=== Leestekst ===

Er was echter ook een goed ding wat wij in Den Helder hebben overgehouden aan ‘t verblijf van die mannen in den vreemde. Ze raakten gewend om in de ‘koloniën’ ander eten voorgeschoteld te krijgen. De vroege supermarkten voorzagen daar in 1e instantie niet in, maar een bepaalde import, wellicht via de marinehaven zelf, zorgde op een gegeven moment voor een redelijke instroom van oosterse producten, lang voordat sambal gemeengoed werd in de rest van ‘t land.

Fusion koken was ook alweer zoiets dat in die tijd nog niet z’n intrede had gedaan. In mijn geboortestad waren er evengoed al vroeg kookgrage marinemensen die de scepter van de vrouw in ‘t rijk van de keuken overnamen (hoe moest zij nou weten wat lekker was, als zij ‘t nog nooit gegeten had?).
& Zodoende, zowel huidhoudschooldirecteurvaders als marinemanvaders waren op vakantie & hun respectieve kinders hoefden een keertje niet mee vanwege oud genoeg om zelfstandig te worden, leerde ik op 17-jarige leeftijd tijdens logeerpartijen bij een klasgenoot de heerlijke combinatie kennen van aardappelen met sambal.
Een revolutie in stante pede.

De olijven hebben ook al een tijd geleden kennis gemaakt met lekker heet. Ze zijn gevoeglijk sambalolijven gaan heten, waarschijnlijk omdat ‘t toevoegen van sambal de eenvoudigste, snelste & goedkoopste manier is om je olijven heet te maken. Maar wil je ze écht lekker, dan kan je beter nu even naar me luisteren.

Ik heb ‘t grote voordeel verworven dat ik niet zo goed tegen bepaalde suikers kan. Natuurlijk hebben de oosterse mensen (of de mensen die bepaalde aspecten van hun keuken hebben overgenomen) ‘t lekker bevonden om dat ten overvloede in de naar ons toe geëxporteerde potjes sambal te stoppen. Jarenlang mijn favoriete etenswaar, maar door stoelgang gedwongen dat te gaan vervangen door gewoon echte rode pepers.
De zoetigheid, die ik toch ook best weet te appreciëren, vervang ik in m’n maaltijden zo af & toe met stevioglycosiden. Dat is een verdunde poedervorm van de natuurlijk zoetstoffen in ‘t plantje stevio. Waar ik dus stevio gebruik, mag iemand die me na wil volgen ook best suiker gebruiken, maar men dient beter niet mij ‘t resultaat vervolgens voor te schotelen.

In oorsprong heb ik onderstaande gewoon ergens anders vandaan gejat. Of nee, ik heb ‘t op die wijze gemaakt & niet goed genoeg bevonden. Mijn advies derhalve mbt mijn methode: wil je er echt liefde in stoppen, probeer onderstaande 1st uit & pas dan ‘t recept aan & strooi de ingrediënten met losse hand & naar welbevinden over de olijven uit, waarna de olijfolie eroverheen geschonken kan worden. Stop ‘t in een hersluitbare pot die je zonder problemen of lekken zo af & toe om kan keren. & Laat ‘m liefst 20 uur op kamertemperatuur staan.

=== Oefengegevens ===

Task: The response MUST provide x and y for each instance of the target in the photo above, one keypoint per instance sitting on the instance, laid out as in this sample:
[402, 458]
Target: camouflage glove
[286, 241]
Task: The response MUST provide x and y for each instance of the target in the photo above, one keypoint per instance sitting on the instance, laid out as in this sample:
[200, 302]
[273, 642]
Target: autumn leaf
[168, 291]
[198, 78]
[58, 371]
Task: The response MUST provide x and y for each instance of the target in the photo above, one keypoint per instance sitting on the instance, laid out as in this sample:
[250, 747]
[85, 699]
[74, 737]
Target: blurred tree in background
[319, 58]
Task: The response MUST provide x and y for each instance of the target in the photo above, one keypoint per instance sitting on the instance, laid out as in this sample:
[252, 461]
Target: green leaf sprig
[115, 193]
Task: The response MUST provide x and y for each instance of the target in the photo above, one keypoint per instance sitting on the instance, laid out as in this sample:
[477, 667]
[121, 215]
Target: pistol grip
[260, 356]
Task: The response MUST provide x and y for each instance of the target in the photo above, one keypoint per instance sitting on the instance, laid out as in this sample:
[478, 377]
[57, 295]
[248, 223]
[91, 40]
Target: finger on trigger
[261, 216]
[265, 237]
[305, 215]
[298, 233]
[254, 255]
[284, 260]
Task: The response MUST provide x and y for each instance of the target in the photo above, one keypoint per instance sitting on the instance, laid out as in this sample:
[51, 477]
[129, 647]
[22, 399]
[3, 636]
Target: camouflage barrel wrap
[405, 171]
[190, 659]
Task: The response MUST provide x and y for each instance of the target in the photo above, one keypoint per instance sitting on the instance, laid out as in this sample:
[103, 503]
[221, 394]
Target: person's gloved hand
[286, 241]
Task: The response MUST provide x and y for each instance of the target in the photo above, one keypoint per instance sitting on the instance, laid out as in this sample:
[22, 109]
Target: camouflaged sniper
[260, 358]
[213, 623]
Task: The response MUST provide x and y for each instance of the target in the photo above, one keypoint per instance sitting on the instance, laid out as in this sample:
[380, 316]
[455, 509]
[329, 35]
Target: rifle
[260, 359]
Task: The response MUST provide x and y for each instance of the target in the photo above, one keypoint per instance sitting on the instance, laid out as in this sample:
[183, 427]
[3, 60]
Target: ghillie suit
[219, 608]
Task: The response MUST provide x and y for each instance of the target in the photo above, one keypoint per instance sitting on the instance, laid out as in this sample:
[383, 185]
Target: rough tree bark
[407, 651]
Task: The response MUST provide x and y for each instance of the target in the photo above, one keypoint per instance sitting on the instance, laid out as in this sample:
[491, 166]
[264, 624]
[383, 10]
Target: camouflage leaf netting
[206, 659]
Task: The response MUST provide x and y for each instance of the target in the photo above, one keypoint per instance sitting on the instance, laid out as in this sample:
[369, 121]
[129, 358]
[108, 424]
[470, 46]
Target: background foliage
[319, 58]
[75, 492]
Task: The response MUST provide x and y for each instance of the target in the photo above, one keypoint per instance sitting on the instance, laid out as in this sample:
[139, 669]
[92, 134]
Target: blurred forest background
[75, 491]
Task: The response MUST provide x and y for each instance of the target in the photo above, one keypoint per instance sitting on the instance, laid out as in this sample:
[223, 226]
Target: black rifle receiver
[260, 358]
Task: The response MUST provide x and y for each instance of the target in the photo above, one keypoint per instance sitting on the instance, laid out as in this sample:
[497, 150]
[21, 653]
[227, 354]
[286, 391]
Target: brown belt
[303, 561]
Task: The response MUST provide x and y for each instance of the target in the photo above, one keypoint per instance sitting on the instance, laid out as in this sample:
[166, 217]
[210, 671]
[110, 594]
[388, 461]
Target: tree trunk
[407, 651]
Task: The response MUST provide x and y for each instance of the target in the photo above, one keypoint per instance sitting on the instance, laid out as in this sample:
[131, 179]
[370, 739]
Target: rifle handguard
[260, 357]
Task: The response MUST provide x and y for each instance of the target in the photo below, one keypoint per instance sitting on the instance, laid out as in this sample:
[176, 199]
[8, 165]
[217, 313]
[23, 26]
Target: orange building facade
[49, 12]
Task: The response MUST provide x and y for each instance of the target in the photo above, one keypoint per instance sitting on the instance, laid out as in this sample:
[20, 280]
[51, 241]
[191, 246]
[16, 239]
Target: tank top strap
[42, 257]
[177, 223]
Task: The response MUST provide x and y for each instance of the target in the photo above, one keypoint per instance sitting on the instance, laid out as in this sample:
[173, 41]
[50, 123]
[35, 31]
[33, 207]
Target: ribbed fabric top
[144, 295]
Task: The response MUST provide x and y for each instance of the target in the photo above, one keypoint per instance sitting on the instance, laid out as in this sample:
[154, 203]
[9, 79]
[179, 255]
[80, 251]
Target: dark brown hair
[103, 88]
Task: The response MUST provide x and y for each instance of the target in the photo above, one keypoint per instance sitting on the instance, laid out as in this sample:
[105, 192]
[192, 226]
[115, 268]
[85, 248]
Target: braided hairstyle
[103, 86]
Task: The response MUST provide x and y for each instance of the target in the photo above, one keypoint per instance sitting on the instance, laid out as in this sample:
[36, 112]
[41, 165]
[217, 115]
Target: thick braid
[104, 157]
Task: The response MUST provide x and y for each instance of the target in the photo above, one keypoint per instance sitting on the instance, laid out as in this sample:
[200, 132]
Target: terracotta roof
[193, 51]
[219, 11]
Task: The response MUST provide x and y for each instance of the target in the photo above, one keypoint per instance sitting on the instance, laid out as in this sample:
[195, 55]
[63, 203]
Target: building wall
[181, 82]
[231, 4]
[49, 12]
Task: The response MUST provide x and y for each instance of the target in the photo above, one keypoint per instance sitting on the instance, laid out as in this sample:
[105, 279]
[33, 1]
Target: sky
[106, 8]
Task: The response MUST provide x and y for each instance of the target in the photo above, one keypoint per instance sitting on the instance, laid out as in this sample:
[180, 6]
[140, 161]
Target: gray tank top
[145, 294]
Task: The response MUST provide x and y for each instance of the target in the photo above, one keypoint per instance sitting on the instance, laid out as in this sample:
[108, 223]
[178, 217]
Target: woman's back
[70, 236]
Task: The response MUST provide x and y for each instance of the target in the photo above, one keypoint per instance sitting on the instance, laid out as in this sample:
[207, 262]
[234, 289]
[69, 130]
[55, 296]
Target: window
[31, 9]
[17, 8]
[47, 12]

===

### Maak de opdrachten:
A) Beantwoord de volgende vragen over de tekst over sambalolijven.
(i) Op welke leeftijd leerde de schrijver de combinatie van aardappelen met sambal kennen?
(ii) Waarmee vervangt de schrijver zo af en toe de zoetigheid in de maaltijden?
(iii) Hoelang laat je de pot volgens de tekst liefst op kamertemperatuur staan?
B) Noem alle eigenschappen die de tekst over sambalolijven toeschrijft aan het toevoegen van sambal als manier om olijven heet te maken.
C) Schrijf een vervolg op de tekst over sambalolijven dat begint na de laatste zin.

### Antwoorden op volgorde:
A)
(i) Op 17-jarige leeftijd.
(ii) Met stevioglycosiden.
(iii) Liefst 20 uur.

B) De eenvoudigste, de snelste en de goedkoopste manier.

C)
3 ons groene ontpitte olijven
1 eetlepel stevioglycosiden
3 rode pepers, fijngesneden
5 groene pepers (vooral niet heet), idem
3 tenen knoflook, evenzo
1 eetlepel paprikapoeder
1 theelepel komijnpoeder
1½ theelepel gedroogde oregano
3dl olijfolie van redelijke kwaliteit

Maar in Zijperspace gebruiken we gewoon de losse hand.

Opsluiting

Vandaag krijg ik een online geestelijke opknapbeurt. 1tje Die een paar sessies moet gaan duren & waar anderen ook bij betrokken zijn. Waar anderen werkend overleggen via eenzelfde methode doen wij een opknapbeurt, zodat we…
Nee, eigenlijk moet ik hier voor mezelf spreken, want ik ken die anderen nog niet.

… zodat ik er iets van opsteek & een stapje verder maak naar wat komen moet. Bredere schouders vallen er onder. & Wat meer kracht. Dat ik ook meer pressie kan zetten. & De algehele chaos die moet wat vaker de deur uit.
Hoewel die chaos wellicht wat overdreven is. Ik heb nl systemen voor om overzicht te hebben. Voor elke handeling zo’n beetje. Zullen anderen ook wel hebben. Ik moet ze alleen bij alles paraat hebben, want anders…

Dat ‘anders’ komt later wel. Voorlopig betekent ‘t vandaag dat ik mezelf vrijwillige opsluiting heb toebedeeld. Opsluiting die eindigt na de online opknapbeurt.
Die opsluiting betekent automatisch dat ik vandaag extra veel zin heb om naar de volkstuin te gaan. Want wat niet kan of mag dat wordt als vanzelf een extra lekker ongrijpbaar ding.
Tijd, denkt ‘t, voelt ‘t vooral binnen in me, om de stenen van ‘t pad er uit te halen, de wortels van ‘t onkruid, dat steeds door de kieren omhoog komt, te verwijderen. & Daarna tijd om de stenen terug te leggen tot een egaal, niet bollend, pad.

Ik ben ook al berichten aan ‘t versturen, een stelletje of een hele hoop daarvan, van vol enthousiasme over wat ik allemaal ga doen met ‘t extra stukje tuin dat Tineke & ik gaan bijhouden. Een stukje dat deel uitmaakt van de algemene ruimte, de openbare ruimte van ‘t volkstuincomplex, dat tevens deel uitmaakt van ‘t Ecolint dat door Amsterdam loopt.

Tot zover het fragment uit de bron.